* **Exercise**
Lines with the string "each" are to be identified in the listing and copied.

* **Material supplied**
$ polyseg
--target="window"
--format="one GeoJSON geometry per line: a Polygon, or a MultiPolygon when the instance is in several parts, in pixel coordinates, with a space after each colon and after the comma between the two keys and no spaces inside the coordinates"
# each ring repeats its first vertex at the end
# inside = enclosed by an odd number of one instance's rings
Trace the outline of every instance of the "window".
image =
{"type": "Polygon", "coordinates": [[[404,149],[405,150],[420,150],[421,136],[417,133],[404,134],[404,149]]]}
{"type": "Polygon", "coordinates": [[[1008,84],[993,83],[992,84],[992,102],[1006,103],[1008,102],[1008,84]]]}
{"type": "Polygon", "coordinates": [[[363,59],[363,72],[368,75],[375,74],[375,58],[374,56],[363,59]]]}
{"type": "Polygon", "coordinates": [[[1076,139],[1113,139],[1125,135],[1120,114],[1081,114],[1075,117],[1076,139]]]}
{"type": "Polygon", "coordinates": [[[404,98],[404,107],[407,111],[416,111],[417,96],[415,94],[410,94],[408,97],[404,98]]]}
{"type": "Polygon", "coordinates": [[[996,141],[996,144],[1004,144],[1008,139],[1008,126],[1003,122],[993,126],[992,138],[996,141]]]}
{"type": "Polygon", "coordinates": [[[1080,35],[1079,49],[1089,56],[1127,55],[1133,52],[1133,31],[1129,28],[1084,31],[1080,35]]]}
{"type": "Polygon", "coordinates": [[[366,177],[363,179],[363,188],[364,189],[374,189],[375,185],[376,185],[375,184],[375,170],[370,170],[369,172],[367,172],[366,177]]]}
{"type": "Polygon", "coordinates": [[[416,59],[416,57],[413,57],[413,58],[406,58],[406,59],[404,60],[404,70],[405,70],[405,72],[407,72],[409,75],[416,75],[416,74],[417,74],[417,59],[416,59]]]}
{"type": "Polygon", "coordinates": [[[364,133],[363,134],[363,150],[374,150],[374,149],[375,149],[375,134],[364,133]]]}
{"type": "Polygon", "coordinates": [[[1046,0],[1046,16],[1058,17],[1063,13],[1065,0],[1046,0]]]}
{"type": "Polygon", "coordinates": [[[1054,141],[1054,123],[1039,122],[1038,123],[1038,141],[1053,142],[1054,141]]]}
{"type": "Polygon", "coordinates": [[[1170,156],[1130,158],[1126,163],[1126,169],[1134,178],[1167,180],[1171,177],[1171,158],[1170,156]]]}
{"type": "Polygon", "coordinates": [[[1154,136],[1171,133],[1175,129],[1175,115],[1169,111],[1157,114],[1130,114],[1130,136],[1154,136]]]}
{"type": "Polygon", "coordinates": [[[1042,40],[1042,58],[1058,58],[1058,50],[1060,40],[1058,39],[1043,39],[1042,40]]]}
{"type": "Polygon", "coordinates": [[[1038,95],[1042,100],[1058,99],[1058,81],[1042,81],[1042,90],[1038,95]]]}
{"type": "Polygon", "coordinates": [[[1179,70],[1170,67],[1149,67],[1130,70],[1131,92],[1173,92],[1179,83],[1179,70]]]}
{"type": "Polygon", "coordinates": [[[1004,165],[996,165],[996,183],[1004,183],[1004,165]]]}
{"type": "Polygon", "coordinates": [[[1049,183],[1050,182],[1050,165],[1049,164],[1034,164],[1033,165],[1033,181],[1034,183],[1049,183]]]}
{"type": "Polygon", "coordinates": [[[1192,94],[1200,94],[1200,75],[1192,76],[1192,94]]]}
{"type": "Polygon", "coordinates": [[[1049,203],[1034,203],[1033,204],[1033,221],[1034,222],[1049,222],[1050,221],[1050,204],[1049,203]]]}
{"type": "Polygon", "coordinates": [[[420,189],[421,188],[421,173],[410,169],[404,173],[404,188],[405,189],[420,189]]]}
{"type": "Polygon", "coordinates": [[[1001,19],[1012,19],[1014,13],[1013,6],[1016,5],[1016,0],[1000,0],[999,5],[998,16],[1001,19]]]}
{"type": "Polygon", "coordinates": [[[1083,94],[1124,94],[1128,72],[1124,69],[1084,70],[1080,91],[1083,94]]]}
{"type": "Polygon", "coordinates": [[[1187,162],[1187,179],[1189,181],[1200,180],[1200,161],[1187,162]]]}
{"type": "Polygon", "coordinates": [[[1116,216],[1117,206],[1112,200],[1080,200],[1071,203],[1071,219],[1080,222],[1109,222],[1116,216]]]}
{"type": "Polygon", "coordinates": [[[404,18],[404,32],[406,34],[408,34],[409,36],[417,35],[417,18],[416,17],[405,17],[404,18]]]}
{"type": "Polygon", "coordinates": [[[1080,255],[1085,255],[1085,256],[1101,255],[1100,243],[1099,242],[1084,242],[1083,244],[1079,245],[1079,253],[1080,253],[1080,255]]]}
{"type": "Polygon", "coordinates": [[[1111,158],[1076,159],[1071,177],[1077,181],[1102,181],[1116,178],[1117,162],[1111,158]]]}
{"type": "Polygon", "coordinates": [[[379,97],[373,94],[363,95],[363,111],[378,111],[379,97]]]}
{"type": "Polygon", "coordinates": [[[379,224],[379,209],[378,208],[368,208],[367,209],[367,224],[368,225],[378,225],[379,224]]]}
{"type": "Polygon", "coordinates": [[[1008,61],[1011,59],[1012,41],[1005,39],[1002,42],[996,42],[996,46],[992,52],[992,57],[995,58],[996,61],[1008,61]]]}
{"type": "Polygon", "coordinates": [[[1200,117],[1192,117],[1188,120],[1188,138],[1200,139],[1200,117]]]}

* **Answer section**
--format="one GeoJSON geometry per line: a Polygon, or a MultiPolygon when the instance is in several parts, in pixel coordinates, with a space after each colon and after the comma between the two keys and no spaces inside the coordinates"
# each ring repeats its first vertex at the end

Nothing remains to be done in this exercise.